→ **Problem requirements**:
Format every line of the entries below as a Markdown table with two columns, Row and Line. Number each line in order, and leave out blank lines.

→ **Data rows**:
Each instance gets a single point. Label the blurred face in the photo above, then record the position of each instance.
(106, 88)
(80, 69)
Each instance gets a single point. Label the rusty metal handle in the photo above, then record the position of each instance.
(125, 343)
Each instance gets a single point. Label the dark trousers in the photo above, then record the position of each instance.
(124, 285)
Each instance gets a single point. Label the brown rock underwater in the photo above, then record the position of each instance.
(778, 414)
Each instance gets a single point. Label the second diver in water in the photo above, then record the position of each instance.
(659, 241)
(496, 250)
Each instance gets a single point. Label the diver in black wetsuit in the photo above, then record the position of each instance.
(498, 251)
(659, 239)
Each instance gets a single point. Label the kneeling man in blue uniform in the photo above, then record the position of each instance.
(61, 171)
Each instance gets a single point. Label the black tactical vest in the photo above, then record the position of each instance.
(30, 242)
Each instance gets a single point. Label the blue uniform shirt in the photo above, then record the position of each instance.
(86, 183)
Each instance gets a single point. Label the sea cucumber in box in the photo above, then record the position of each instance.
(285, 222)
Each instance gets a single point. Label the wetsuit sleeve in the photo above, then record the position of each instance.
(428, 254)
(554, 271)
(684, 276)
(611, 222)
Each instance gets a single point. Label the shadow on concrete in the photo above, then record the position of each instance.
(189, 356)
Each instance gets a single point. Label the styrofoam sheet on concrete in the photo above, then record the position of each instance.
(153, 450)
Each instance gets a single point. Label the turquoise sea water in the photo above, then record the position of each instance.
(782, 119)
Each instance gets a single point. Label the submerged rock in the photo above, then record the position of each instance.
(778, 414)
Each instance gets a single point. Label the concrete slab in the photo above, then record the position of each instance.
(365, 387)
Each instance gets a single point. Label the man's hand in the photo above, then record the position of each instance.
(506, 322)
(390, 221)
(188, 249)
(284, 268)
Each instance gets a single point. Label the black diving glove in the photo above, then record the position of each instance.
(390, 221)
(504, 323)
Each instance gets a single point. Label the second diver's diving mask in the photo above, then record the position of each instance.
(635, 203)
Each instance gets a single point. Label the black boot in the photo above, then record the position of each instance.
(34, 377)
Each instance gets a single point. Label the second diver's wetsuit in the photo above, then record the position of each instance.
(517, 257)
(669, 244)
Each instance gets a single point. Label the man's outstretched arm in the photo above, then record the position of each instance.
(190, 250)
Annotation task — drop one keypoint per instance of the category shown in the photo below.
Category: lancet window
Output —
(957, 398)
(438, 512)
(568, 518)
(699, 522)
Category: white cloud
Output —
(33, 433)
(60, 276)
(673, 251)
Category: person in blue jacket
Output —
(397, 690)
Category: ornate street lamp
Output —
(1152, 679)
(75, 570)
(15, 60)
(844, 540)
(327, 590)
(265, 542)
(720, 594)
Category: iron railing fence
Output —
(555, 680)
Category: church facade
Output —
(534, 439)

→ **Response to this task**:
| Row | Line |
|---|---|
| 1 | Each instance gets a single point. Label the blurred face in the photo above, then record the position of each instance. |
| 2 | (106, 88) |
| 3 | (80, 69) |
| 4 | Each instance gets a single point. Label the rusty metal handle in the photo above, then record the position of each instance. |
| 5 | (125, 343) |
| 6 | Each instance gets a single point. Label the dark trousers in the photo above, then record the position of each instance. |
| 7 | (124, 285) |
| 8 | Each instance gets a single point. Label the brown rock underwater in the photo above, then record the position of each instance. |
| 9 | (778, 414) |
| 10 | Each instance gets a single point. Label the second diver in water in the photo above, then record the position of each instance. |
| 11 | (659, 241) |
| 12 | (496, 250) |
| 13 | Each instance gets a single point. Label the diver in black wetsuit in the photo above, then record the position of each instance. |
| 14 | (498, 251) |
| 15 | (659, 239) |
| 16 | Each instance gets a single point. Label the kneeling man in blue uniform in the photo above, then record the position of each instance. |
| 17 | (61, 171) |
| 18 | Each instance gets a single point. Label the black tactical vest in the photo above, then record the position of each instance. |
| 19 | (30, 242) |
| 20 | Each instance gets a single point. Label the blue uniform shirt in the photo above, then record the position of each instance. |
| 21 | (86, 183) |
| 22 | Each instance gets a single point. Label the sea cucumber in box in the photo above, then record the position of each instance. |
| 23 | (285, 222) |
| 24 | Each instance gets a single point. Label the wetsuit sleeve in the photo above, then record the position of each instance. |
| 25 | (428, 254) |
| 26 | (554, 271) |
| 27 | (684, 276) |
| 28 | (611, 222) |
| 29 | Each instance gets a single point. Label the shadow on concrete in the photo above, then record the position of each instance. |
| 30 | (189, 356) |
| 31 | Each instance gets a single point. Label the styrofoam sheet on concrete in the photo above, then record the position of each instance. |
| 32 | (153, 450) |
| 33 | Each instance gets a single point. Label the turquoise sea water in the photo above, then record the position of each instance. |
| 34 | (782, 119) |
| 35 | Each instance gets a single point. Label the submerged rock in the photo above, then record the position of each instance. |
| 36 | (778, 414) |
| 37 | Each instance gets a single point. Label the concrete slab in the photo above, then record the position of each instance. |
| 38 | (365, 387) |
| 39 | Each instance gets a single point. Label the man's hand in the photo above, then record the position of each instance. |
| 40 | (506, 322) |
| 41 | (390, 221) |
| 42 | (188, 249) |
| 43 | (284, 268) |
| 44 | Each instance gets a single point. Label the black diving glove in the photo above, then record the position of each instance. |
| 45 | (390, 221) |
| 46 | (504, 323) |
| 47 | Each instance gets a single point. Label the second diver's diving mask in the photo above, then record the position of each instance. |
| 48 | (635, 203) |
| 49 | Each instance gets a single point. Label the black boot in the photo above, then record the position of each instance. |
| 50 | (34, 377) |
| 51 | Each instance gets a single point. Label the second diver's wetsuit in the photo above, then record the position of each instance. |
| 52 | (517, 257) |
| 53 | (669, 244) |
| 54 | Each instance gets a single point. Label the man's outstretched arm in the photo above, then record the position of each instance. |
| 55 | (190, 250) |
| 56 | Annotation task — drop one keypoint per instance of the category shown in the photo below. |
| 57 | Category: lancet window |
| 58 | Output — |
| 59 | (957, 398) |
| 60 | (438, 512) |
| 61 | (568, 518) |
| 62 | (699, 522) |
| 63 | Category: white cloud |
| 64 | Output — |
| 65 | (33, 433) |
| 66 | (60, 276) |
| 67 | (673, 251) |
| 68 | Category: person in blue jacket |
| 69 | Output — |
| 70 | (397, 690) |
| 71 | Category: ornate street lamp |
| 72 | Output — |
| 73 | (1152, 679) |
| 74 | (75, 570) |
| 75 | (15, 60) |
| 76 | (844, 540) |
| 77 | (327, 590) |
| 78 | (265, 542) |
| 79 | (720, 594) |
| 80 | Category: iron railing fence |
| 81 | Output — |
| 82 | (555, 680) |
| 83 | Category: church facade |
| 84 | Output — |
| 85 | (534, 439) |